Given data =>

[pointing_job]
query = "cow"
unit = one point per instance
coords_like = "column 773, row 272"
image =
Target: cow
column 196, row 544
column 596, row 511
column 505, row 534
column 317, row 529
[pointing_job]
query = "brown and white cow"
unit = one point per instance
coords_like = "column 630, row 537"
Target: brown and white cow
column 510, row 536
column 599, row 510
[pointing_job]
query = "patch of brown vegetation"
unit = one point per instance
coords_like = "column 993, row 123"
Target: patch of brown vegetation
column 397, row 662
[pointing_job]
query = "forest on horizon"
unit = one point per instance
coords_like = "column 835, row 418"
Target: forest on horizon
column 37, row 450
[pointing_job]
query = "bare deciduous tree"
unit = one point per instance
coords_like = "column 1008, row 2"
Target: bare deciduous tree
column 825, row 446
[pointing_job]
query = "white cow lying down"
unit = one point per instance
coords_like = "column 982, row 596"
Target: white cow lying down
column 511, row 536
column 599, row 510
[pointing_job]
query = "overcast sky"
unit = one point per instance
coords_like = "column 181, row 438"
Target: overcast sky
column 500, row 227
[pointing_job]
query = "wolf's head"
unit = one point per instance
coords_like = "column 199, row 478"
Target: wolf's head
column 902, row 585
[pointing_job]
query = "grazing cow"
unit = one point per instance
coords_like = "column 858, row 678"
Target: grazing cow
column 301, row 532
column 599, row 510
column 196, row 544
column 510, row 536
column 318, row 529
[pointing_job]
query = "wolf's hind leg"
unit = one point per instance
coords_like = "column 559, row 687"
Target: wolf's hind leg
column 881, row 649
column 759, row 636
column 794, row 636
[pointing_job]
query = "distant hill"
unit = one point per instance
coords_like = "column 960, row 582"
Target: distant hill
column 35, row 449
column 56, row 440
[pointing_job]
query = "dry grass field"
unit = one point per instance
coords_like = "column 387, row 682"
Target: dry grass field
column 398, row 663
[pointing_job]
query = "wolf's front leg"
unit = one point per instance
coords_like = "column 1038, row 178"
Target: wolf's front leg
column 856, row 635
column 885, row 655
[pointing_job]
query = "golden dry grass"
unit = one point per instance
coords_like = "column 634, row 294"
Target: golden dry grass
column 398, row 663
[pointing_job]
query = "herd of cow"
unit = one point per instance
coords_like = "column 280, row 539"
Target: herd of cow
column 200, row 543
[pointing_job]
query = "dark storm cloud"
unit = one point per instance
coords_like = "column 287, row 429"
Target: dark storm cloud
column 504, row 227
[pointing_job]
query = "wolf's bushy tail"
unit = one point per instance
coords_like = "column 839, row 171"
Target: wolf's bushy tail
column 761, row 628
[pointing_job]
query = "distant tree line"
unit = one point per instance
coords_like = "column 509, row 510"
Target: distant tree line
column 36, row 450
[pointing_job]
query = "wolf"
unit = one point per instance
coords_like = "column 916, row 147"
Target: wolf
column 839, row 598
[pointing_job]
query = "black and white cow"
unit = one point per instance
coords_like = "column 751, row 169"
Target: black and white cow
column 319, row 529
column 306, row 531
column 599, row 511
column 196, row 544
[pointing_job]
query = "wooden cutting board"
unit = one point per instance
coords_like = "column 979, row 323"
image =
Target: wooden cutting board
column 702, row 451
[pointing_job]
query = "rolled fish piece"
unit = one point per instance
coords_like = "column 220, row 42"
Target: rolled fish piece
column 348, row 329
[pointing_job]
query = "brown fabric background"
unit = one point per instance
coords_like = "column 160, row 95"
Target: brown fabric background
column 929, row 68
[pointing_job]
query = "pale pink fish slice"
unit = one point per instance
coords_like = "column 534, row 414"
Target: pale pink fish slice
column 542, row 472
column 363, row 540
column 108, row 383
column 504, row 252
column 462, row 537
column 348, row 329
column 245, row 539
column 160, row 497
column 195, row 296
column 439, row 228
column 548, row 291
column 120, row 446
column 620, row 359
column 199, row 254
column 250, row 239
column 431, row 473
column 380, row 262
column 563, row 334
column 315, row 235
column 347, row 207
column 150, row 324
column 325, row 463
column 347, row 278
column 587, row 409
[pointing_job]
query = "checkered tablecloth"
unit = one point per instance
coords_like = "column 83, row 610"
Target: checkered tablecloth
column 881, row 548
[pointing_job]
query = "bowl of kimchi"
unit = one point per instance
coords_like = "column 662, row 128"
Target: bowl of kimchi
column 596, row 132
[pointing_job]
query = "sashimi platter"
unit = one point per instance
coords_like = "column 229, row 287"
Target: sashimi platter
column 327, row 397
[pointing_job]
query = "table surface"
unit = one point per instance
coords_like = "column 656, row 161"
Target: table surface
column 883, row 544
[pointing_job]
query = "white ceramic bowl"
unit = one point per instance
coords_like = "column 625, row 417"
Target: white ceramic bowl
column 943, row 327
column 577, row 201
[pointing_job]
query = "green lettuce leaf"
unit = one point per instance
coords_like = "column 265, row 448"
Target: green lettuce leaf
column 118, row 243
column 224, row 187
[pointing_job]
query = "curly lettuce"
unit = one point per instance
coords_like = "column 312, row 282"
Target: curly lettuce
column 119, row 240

Directive => Write the data from above out again, exactly.

Solution =>
[pointing_job]
query = "cow"
unit = one point per instance
coords_like = "column 773, row 272"
image =
Target: cow
column 196, row 544
column 596, row 511
column 505, row 534
column 317, row 529
[pointing_job]
query = "brown and white cow"
unit = one point per instance
coords_like = "column 630, row 537"
Target: brown and white cow
column 510, row 536
column 599, row 510
[pointing_job]
query = "patch of brown vegetation"
unit = one point per instance
coords_like = "column 993, row 123"
Target: patch of brown vegetation
column 397, row 662
[pointing_job]
query = "forest on horizon"
unit = one point per instance
coords_like = "column 835, row 418"
Target: forest on horizon
column 37, row 450
[pointing_job]
query = "bare deciduous tree"
unit = one point per instance
coords_like = "column 1008, row 2"
Target: bare deciduous tree
column 825, row 446
[pointing_job]
query = "white cow lying down"
unit = one point per instance
coords_like = "column 982, row 596"
Target: white cow lying down
column 511, row 536
column 599, row 510
[pointing_job]
query = "overcast sky"
unit = one point per instance
coords_like = "column 181, row 438"
Target: overcast sky
column 500, row 227
[pointing_job]
query = "wolf's head"
unit = one point per instance
coords_like = "column 199, row 478"
Target: wolf's head
column 902, row 585
[pointing_job]
query = "grazing cow"
unit = one point per instance
coords_like = "column 858, row 678"
Target: grazing cow
column 301, row 532
column 599, row 510
column 196, row 544
column 510, row 536
column 318, row 529
[pointing_job]
query = "wolf's hind leg"
unit = one point per instance
coords_like = "column 559, row 687"
Target: wolf's hind leg
column 881, row 649
column 759, row 636
column 794, row 636
[pointing_job]
query = "distant hill"
unit = one point per instance
coords_like = "column 960, row 582"
Target: distant hill
column 35, row 449
column 56, row 440
[pointing_job]
query = "dry grass field"
unit = one point per instance
coords_like = "column 387, row 682"
Target: dry grass field
column 398, row 663
[pointing_job]
query = "wolf's front leg"
unit = one point per instance
coords_like = "column 1038, row 178"
Target: wolf's front leg
column 856, row 635
column 885, row 655
[pointing_job]
query = "golden dry grass"
unit = one point per instance
coords_like = "column 634, row 294"
Target: golden dry grass
column 398, row 663
[pointing_job]
query = "herd of cow"
unit = one point per instance
coords_like = "column 280, row 539"
Target: herd of cow
column 200, row 543
[pointing_job]
query = "dark storm cloud"
unit = one point per instance
coords_like = "column 287, row 429"
Target: dark storm cloud
column 504, row 227
[pointing_job]
query = "wolf's bushy tail"
unit = one point per instance
coords_like = "column 839, row 171"
Target: wolf's bushy tail
column 761, row 628
[pointing_job]
query = "distant tree line"
unit = one point per instance
coords_like = "column 509, row 510"
Target: distant tree line
column 36, row 450
[pointing_job]
query = "wolf"
unit = one point per instance
coords_like = "column 916, row 147"
Target: wolf
column 839, row 598
[pointing_job]
query = "black and white cow"
unit = one point per instance
coords_like = "column 751, row 169"
Target: black and white cow
column 319, row 529
column 306, row 531
column 599, row 511
column 196, row 544
[pointing_job]
query = "wooden cutting board"
unit = one point per instance
coords_like = "column 979, row 323"
image =
Target: wooden cutting board
column 702, row 451
[pointing_job]
query = "rolled fish piece"
unit = one point per instance
coords_like = "column 220, row 42"
Target: rolled fish piece
column 348, row 329
[pointing_job]
query = "brown fabric background"
unit = one point per instance
coords_like = "column 160, row 95"
Target: brown fabric background
column 929, row 68
[pointing_job]
query = "pale pink fish slice"
unit = one point per instance
coords_like = "column 534, row 414"
Target: pale pink fish slice
column 542, row 472
column 363, row 540
column 108, row 383
column 504, row 252
column 462, row 537
column 348, row 329
column 245, row 539
column 160, row 497
column 195, row 296
column 439, row 228
column 548, row 291
column 120, row 446
column 620, row 359
column 199, row 254
column 250, row 239
column 431, row 473
column 380, row 262
column 563, row 334
column 315, row 235
column 347, row 207
column 150, row 324
column 325, row 463
column 347, row 278
column 587, row 409
[pointing_job]
query = "checkered tablecloth"
unit = one point per instance
coords_like = "column 83, row 610"
Target: checkered tablecloth
column 881, row 548
[pointing_job]
query = "bowl of kimchi"
unit = one point per instance
coords_like = "column 662, row 128"
Target: bowl of kimchi
column 596, row 132
[pointing_job]
query = "sashimi platter"
unit = one point per instance
coords_like = "column 229, row 287"
Target: sashimi platter
column 327, row 397
[pointing_job]
query = "table surface"
unit = one point per instance
coords_like = "column 656, row 161"
Target: table surface
column 883, row 544
[pointing_job]
query = "white ceramic bowl"
unit = one point per instance
coords_like = "column 625, row 417"
Target: white ceramic bowl
column 943, row 327
column 577, row 201
[pointing_job]
query = "green lettuce leaf"
unit = one point per instance
coords_like = "column 265, row 448"
Target: green lettuce leaf
column 118, row 243
column 224, row 187
[pointing_job]
query = "curly lettuce"
unit = one point per instance
coords_like = "column 312, row 282"
Target: curly lettuce
column 119, row 240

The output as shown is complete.